### EXERCISE INPUTS:
- Opening Delimiter -
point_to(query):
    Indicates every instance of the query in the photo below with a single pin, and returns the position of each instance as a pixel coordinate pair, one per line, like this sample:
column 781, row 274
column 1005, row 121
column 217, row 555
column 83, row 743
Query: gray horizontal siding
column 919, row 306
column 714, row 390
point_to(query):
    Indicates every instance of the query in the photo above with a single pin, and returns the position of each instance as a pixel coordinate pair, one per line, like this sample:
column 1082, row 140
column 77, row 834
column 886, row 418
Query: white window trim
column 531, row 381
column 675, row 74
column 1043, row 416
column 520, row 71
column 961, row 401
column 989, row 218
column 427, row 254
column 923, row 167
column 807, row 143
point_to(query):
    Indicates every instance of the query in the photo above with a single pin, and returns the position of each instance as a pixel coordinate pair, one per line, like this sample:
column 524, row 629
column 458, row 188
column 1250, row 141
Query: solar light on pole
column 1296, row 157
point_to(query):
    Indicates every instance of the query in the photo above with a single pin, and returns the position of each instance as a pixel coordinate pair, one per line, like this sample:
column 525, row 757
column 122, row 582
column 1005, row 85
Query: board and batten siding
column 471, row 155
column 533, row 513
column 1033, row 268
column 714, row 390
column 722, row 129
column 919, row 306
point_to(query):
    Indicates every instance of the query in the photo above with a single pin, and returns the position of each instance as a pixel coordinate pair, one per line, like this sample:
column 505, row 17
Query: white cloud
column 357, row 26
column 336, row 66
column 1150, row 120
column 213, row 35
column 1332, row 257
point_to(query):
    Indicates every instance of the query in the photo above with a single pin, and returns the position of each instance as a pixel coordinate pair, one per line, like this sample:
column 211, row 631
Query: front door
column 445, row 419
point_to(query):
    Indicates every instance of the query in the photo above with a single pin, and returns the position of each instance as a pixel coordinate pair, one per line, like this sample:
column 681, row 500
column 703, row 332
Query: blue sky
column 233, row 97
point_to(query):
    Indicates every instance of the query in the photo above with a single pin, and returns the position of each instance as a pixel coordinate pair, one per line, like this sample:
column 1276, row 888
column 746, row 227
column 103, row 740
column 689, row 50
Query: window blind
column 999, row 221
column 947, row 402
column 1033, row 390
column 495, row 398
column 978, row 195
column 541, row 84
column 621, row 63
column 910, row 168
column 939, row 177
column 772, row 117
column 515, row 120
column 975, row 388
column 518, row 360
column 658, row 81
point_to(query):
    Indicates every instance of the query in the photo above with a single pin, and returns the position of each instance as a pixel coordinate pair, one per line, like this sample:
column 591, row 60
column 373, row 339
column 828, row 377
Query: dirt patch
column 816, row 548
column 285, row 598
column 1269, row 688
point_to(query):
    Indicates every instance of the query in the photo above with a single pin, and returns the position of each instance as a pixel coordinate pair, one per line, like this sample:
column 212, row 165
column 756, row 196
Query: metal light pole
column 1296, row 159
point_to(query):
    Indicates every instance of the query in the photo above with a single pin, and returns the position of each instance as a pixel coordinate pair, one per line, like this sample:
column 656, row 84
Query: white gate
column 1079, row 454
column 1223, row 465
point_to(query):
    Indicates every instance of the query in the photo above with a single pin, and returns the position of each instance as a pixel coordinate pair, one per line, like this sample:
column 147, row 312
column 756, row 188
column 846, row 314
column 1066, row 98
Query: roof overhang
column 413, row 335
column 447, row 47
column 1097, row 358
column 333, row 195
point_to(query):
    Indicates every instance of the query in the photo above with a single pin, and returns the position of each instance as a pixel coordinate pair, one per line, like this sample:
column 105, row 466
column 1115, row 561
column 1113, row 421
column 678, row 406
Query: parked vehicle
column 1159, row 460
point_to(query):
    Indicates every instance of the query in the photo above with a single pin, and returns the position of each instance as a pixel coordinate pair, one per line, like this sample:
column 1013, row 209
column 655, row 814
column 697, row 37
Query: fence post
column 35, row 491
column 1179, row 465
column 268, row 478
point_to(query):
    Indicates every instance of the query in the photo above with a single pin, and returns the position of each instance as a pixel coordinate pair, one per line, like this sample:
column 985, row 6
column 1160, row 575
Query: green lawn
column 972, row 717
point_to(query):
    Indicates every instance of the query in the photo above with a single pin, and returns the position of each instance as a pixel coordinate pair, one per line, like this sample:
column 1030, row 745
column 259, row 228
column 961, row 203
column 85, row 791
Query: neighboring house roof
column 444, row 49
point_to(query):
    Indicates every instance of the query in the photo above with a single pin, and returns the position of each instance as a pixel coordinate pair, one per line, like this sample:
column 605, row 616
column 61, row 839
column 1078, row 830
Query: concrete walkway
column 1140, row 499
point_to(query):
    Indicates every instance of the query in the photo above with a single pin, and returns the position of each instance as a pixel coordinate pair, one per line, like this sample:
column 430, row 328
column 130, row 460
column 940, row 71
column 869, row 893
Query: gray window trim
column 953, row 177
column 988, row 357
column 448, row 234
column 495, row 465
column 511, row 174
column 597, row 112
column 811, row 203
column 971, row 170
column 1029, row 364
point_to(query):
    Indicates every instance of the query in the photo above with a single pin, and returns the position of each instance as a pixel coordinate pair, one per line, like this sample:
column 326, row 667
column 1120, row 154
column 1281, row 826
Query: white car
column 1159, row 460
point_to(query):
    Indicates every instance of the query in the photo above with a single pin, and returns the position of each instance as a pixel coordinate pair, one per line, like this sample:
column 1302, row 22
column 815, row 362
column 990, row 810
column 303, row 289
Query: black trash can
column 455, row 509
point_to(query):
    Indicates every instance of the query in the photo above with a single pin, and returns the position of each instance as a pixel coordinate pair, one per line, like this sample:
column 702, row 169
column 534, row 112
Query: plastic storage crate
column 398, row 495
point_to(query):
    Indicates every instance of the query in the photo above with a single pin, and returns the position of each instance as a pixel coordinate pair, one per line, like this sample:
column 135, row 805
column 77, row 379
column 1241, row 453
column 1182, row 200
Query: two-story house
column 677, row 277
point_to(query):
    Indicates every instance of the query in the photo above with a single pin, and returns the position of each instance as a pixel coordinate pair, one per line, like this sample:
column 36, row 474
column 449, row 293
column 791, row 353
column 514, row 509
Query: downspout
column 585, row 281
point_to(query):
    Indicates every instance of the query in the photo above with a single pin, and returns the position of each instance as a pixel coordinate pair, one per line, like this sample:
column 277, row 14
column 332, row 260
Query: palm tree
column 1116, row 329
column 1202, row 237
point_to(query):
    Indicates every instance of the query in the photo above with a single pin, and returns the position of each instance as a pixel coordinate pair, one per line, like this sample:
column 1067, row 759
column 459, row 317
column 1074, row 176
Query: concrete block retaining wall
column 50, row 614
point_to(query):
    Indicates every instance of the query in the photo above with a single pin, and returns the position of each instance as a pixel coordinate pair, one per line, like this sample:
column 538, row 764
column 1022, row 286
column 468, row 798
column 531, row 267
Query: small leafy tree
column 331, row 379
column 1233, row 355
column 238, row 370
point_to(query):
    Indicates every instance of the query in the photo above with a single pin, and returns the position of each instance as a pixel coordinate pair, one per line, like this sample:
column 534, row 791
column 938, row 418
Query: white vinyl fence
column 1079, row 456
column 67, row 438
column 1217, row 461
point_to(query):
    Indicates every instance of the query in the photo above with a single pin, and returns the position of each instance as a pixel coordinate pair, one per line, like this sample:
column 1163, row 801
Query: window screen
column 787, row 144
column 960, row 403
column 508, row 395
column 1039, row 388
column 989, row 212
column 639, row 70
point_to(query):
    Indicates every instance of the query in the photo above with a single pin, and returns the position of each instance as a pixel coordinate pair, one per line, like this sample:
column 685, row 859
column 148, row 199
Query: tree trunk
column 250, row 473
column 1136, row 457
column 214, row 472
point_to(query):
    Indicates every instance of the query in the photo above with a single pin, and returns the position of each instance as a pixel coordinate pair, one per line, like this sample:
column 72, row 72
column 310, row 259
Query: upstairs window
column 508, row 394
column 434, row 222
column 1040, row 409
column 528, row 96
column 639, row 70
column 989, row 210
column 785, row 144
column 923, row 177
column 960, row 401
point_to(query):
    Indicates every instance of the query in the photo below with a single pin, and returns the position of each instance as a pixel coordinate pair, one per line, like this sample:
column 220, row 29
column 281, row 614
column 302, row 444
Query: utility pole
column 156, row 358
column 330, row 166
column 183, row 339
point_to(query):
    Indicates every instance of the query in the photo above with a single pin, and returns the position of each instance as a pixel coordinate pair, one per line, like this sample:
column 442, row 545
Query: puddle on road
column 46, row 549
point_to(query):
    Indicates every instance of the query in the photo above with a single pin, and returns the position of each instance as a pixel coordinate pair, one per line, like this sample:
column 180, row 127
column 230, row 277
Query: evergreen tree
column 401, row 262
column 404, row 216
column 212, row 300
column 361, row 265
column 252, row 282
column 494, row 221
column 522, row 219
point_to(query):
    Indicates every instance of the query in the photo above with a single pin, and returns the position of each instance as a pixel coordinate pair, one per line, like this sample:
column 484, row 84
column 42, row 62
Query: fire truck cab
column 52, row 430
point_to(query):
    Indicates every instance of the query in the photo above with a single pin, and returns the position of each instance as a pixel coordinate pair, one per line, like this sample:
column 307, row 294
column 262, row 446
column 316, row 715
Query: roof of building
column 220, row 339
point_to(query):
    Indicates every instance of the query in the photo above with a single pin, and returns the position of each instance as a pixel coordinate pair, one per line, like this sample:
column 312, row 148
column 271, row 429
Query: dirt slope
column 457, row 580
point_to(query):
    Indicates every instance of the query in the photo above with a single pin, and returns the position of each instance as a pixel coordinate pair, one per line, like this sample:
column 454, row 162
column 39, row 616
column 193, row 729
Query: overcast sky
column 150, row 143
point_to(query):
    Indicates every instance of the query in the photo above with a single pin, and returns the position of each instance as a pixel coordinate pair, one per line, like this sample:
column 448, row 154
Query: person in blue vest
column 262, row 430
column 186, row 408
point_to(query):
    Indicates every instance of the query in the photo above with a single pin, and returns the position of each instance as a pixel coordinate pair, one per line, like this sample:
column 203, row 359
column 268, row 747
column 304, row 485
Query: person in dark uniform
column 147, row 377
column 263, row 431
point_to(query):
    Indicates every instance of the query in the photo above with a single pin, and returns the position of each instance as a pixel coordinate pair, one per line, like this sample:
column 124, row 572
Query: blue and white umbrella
- Closing Delimiter -
### WHAT THE EXERCISE ASKS:
The lines above from the one with "column 990, row 810" through the one with "column 459, row 317" are to be duplicated exactly, ends included, with nothing added.

### EXERCISE ANSWER:
column 990, row 810
column 303, row 289
Query: black trash can
column 455, row 509
point_to(query):
    Indicates every instance of the query in the photo above with a single pin, and returns the position of each instance as a pixel coordinate pair, one per line, like this sample:
column 702, row 169
column 534, row 112
Query: plastic storage crate
column 398, row 495
point_to(query):
    Indicates every instance of the query in the photo above with a single pin, and returns the position of each instance as a pixel coordinate pair, one per line, like this sample:
column 135, row 805
column 77, row 379
column 1241, row 453
column 1182, row 200
Query: two-story house
column 677, row 277
point_to(query):
    Indicates every instance of the query in the photo above with a single pin, and returns the position of each instance as a pixel coordinate pair, one per line, like this sample:
column 36, row 474
column 449, row 293
column 791, row 353
column 514, row 509
Query: downspout
column 585, row 281
point_to(query):
    Indicates every instance of the query in the photo above with a single pin, and returns the position of each instance as a pixel coordinate pair, one per line, like this sample:
column 277, row 14
column 332, row 260
Query: palm tree
column 1116, row 329
column 1202, row 237
point_to(query):
    Indicates every instance of the query in the photo above with a single pin, and returns the position of each instance as a pixel coordinate pair, one per line, like this sample:
column 1067, row 759
column 459, row 317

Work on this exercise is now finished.